Text:
--- START ---

Lalle design also known as Kunshi plays a vital role in the beatification of a woman’s skin in the Northern part of the country. This awesome traditional practice have been in existence for decades and is very popular among the Hausa Fulani. Historically, it came from North Africa during the slave trade. Yet this practice is popularly known among the Hausa Fulani and the Kanuri culture in beautifying their skins. The Lalle is a temporary form of traditional tattoo that is used to adorn the arms, hands and legs with beautiful designs. Its quite distinct from the permanent western world’s tattoo that is permanent, this type of tattoo.
Lalle is obtained from Lalle leaf which is first dried and then ground into a power form. It is thereafter mixed with water and other ingredients such as lemon, dye and Bintu Sudan (an oil perfume) and put in a nylon bag with a tiny hole at the extreme end or at the tip of the nylon. Some use hydrogen solution to wash the stain while some just allow it to dry and just peal it off before washing it with water and applying oil perfume to it so that it will not fade easily. For those that want their Lalle to be red in color, they use the traditional method of mixing their Lalle powder with only water and cover the part they apply the Lalle with nylon for some hours and this time around they make sure the Lalle does not dry in order to achieve a perfect result unlike the modern one which is allowed to dry. Some also prefer to use Rani Hanne paste obtained from Arabian countries to achieve the reddish or orange color they desire.

--- END ---

Dataset entries:
--- START ---

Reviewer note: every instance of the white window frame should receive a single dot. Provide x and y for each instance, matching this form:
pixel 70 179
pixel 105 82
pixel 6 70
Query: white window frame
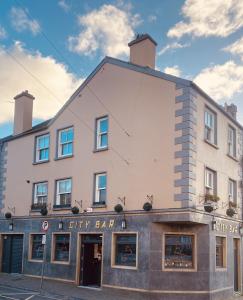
pixel 98 189
pixel 38 149
pixel 58 200
pixel 60 144
pixel 210 181
pixel 232 191
pixel 35 200
pixel 99 134
pixel 210 126
pixel 231 141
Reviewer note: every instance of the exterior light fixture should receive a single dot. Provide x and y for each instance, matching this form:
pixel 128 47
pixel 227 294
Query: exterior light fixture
pixel 124 224
pixel 10 226
pixel 60 225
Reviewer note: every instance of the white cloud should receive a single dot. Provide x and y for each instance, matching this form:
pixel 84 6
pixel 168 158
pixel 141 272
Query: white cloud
pixel 209 18
pixel 152 18
pixel 221 82
pixel 63 4
pixel 172 46
pixel 236 48
pixel 107 29
pixel 21 21
pixel 175 70
pixel 3 33
pixel 13 80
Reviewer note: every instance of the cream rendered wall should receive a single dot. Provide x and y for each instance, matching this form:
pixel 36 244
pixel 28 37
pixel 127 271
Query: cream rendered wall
pixel 217 158
pixel 145 107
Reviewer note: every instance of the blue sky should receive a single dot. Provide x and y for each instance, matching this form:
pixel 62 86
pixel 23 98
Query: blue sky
pixel 50 47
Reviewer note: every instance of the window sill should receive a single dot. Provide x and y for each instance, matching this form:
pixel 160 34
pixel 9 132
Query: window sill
pixel 211 144
pixel 63 157
pixel 232 157
pixel 98 205
pixel 40 162
pixel 100 150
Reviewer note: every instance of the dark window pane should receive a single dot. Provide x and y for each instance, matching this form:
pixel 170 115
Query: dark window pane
pixel 37 247
pixel 126 250
pixel 178 251
pixel 61 247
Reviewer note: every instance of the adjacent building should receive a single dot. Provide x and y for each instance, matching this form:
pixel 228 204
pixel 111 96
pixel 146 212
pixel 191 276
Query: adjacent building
pixel 136 184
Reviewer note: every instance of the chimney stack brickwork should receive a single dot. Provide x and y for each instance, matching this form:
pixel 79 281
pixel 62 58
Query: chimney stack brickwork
pixel 23 112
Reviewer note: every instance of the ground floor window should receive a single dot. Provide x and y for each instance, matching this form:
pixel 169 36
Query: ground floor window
pixel 125 250
pixel 179 251
pixel 220 252
pixel 36 247
pixel 61 246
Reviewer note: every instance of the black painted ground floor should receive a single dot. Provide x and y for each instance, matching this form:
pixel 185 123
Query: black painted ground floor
pixel 173 254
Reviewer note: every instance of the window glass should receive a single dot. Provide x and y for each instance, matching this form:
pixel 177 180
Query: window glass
pixel 61 252
pixel 65 143
pixel 220 248
pixel 102 133
pixel 42 148
pixel 125 252
pixel 179 251
pixel 37 247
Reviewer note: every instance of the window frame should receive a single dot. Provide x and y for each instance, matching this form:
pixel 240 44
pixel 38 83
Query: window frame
pixel 194 252
pixel 36 150
pixel 34 192
pixel 233 129
pixel 53 248
pixel 99 134
pixel 97 189
pixel 56 193
pixel 214 141
pixel 224 267
pixel 214 179
pixel 30 252
pixel 59 144
pixel 113 250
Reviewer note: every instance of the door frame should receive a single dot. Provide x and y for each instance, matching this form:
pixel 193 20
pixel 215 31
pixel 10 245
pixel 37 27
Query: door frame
pixel 1 247
pixel 78 260
pixel 239 269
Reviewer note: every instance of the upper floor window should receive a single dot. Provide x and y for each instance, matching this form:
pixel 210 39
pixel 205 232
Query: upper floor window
pixel 63 192
pixel 100 188
pixel 210 126
pixel 210 182
pixel 65 142
pixel 232 191
pixel 40 193
pixel 102 133
pixel 42 148
pixel 231 141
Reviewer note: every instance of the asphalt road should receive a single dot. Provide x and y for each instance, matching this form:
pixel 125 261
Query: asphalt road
pixel 21 294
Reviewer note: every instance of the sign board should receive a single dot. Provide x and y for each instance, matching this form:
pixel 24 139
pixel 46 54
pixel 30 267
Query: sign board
pixel 45 225
pixel 43 241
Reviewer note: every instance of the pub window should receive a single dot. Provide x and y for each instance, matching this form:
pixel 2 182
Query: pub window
pixel 220 252
pixel 61 245
pixel 179 251
pixel 37 248
pixel 125 250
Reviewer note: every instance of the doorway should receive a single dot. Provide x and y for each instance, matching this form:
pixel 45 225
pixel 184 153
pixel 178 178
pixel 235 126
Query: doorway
pixel 91 260
pixel 12 253
pixel 236 265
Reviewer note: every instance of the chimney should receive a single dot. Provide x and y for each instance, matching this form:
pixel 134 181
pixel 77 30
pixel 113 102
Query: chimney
pixel 23 111
pixel 231 110
pixel 142 51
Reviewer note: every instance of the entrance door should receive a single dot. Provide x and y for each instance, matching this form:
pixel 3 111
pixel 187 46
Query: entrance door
pixel 12 253
pixel 91 259
pixel 236 265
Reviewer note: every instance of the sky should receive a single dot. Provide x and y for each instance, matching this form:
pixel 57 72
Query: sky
pixel 50 47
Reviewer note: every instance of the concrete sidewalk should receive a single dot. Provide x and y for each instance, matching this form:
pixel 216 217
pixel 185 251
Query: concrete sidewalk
pixel 60 290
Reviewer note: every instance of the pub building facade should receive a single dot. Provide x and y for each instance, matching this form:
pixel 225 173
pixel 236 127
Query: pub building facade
pixel 136 184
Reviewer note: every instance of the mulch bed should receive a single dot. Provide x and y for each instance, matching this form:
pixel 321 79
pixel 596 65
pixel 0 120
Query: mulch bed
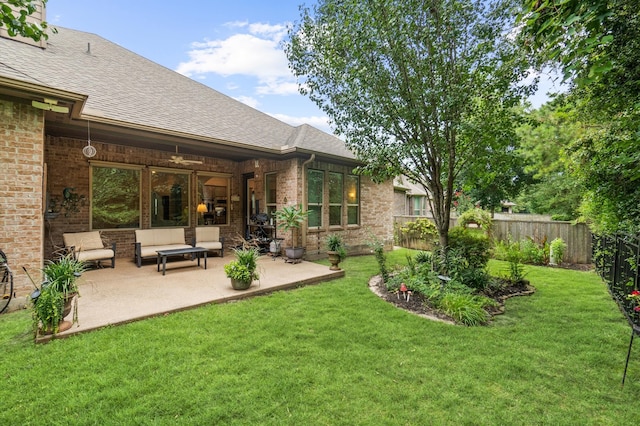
pixel 419 305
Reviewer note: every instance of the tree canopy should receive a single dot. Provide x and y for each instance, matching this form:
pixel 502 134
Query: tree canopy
pixel 13 16
pixel 597 42
pixel 418 88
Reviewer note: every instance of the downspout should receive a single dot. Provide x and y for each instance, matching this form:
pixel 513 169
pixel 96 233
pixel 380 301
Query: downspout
pixel 305 196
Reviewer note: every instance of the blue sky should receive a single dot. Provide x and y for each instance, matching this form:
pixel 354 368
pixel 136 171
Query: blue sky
pixel 232 46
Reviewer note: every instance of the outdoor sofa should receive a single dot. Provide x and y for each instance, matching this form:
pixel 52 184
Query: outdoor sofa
pixel 88 247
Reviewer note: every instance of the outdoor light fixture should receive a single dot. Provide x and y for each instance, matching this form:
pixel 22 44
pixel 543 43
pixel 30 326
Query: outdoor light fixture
pixel 88 150
pixel 202 208
pixel 50 105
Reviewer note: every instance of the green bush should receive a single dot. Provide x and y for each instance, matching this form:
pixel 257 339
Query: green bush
pixel 478 216
pixel 421 228
pixel 534 253
pixel 557 249
pixel 464 308
pixel 514 257
pixel 474 246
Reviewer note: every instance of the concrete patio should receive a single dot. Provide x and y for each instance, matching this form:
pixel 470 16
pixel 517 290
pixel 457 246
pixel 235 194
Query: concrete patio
pixel 128 293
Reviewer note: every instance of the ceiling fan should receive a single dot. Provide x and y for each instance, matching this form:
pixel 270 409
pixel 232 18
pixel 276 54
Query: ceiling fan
pixel 177 159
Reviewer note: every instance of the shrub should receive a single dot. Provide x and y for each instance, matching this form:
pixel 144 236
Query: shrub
pixel 533 253
pixel 377 247
pixel 556 252
pixel 479 216
pixel 476 278
pixel 514 257
pixel 473 246
pixel 420 228
pixel 464 308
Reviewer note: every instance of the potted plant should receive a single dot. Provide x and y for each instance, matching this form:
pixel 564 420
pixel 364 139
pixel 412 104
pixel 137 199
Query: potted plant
pixel 335 250
pixel 291 218
pixel 62 276
pixel 242 270
pixel 48 310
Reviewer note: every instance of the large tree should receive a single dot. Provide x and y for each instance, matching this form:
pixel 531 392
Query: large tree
pixel 418 88
pixel 14 14
pixel 597 42
pixel 544 140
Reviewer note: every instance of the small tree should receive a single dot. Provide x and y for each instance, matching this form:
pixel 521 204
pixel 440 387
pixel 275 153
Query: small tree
pixel 418 88
pixel 13 16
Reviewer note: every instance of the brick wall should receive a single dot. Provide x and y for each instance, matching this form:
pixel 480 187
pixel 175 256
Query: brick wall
pixel 21 204
pixel 67 167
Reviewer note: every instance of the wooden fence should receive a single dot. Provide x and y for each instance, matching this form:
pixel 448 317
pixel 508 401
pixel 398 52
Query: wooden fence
pixel 519 227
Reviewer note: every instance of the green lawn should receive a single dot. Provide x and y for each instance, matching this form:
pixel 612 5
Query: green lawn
pixel 332 354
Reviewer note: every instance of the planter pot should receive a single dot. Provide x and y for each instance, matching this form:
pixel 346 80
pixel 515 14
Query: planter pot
pixel 240 285
pixel 294 254
pixel 62 326
pixel 334 258
pixel 68 303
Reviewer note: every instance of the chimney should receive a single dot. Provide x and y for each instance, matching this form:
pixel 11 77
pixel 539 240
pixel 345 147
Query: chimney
pixel 36 17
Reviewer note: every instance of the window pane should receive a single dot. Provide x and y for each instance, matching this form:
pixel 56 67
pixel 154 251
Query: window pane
pixel 353 200
pixel 353 192
pixel 352 215
pixel 213 192
pixel 417 204
pixel 315 216
pixel 335 215
pixel 314 185
pixel 169 199
pixel 335 188
pixel 270 187
pixel 115 199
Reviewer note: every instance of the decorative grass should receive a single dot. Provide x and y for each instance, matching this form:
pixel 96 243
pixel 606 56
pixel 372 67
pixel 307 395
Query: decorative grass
pixel 332 354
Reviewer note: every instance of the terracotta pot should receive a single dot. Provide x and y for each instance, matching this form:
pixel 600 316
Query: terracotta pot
pixel 68 303
pixel 240 285
pixel 334 258
pixel 294 254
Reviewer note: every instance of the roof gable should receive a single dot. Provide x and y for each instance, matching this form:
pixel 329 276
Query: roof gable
pixel 127 88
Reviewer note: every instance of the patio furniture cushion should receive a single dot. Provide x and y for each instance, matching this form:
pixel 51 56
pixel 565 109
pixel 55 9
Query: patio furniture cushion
pixel 88 247
pixel 209 237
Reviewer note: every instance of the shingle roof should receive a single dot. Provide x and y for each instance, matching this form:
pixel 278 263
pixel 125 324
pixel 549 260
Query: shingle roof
pixel 130 89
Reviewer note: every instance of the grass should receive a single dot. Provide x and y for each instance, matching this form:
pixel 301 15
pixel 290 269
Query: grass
pixel 333 354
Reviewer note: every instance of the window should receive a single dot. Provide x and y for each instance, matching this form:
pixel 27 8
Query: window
pixel 353 200
pixel 212 205
pixel 336 196
pixel 315 191
pixel 419 205
pixel 115 196
pixel 169 198
pixel 270 182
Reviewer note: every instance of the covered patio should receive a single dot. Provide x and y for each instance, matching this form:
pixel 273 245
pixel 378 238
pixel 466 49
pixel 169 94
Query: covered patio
pixel 127 293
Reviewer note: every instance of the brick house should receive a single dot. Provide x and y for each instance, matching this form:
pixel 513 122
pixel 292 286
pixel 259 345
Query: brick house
pixel 169 152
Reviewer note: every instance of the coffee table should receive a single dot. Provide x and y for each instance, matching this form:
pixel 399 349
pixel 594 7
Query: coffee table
pixel 162 254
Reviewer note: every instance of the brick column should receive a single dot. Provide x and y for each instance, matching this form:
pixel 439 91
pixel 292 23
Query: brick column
pixel 21 194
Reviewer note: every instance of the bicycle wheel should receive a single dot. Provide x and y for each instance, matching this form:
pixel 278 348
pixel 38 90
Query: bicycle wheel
pixel 6 283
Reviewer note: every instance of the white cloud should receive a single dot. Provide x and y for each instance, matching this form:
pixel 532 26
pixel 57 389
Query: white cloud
pixel 254 52
pixel 320 122
pixel 277 86
pixel 248 100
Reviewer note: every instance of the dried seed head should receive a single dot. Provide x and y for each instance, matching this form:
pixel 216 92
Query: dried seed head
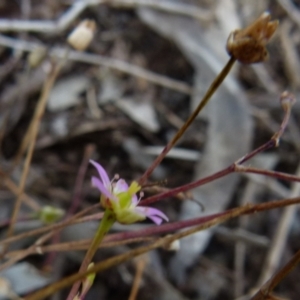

--- END ---

Problem A: In the text on Lalle designs, what does a person who wants red Lalle mix the powder with?
Problem B: Write the next part of the text on Lalle designs, following on from its final sentence.
The records have nothing to do with the text on Lalle designs.

Task response A: Only water.

Task response B:
Lalle design is also celebrated as part of the marriage rites and is widely accepted as a blessing and fertility. A day is specially selected to celebrate the application of Lalle on the bride’s skin, arms and legs which is known as Kamu, this is done by the aunt of the bride and it signifies that she is now a woman and somebody’s wife. The celebration continues the next day with the Lalle artist designing the bride’s arms, hand and legs in company of her friends while local musician add colour with the beating of their drums and blowing of flutes with well people dancing and cheering. This new practice is quite different from the former wherein the Lalle artist just design the bride’s skin in company of her friends and after the Kamu drinks and food only are served.
Being a lalle artist is not just something that is inherited but is a work of art that is developed through passion This Lalle also known as Kunshi in Hausa language is mainly known as a practice that is done during weddings, but is now commonly done in most festivities like naming ceremonies, sallah celebrations and the rest. Lalle is also commonly used by the northerners for medicinal purposes such as healing of open wounds, burns or rough foot. It is also popularly used for dyeing the hair and beards.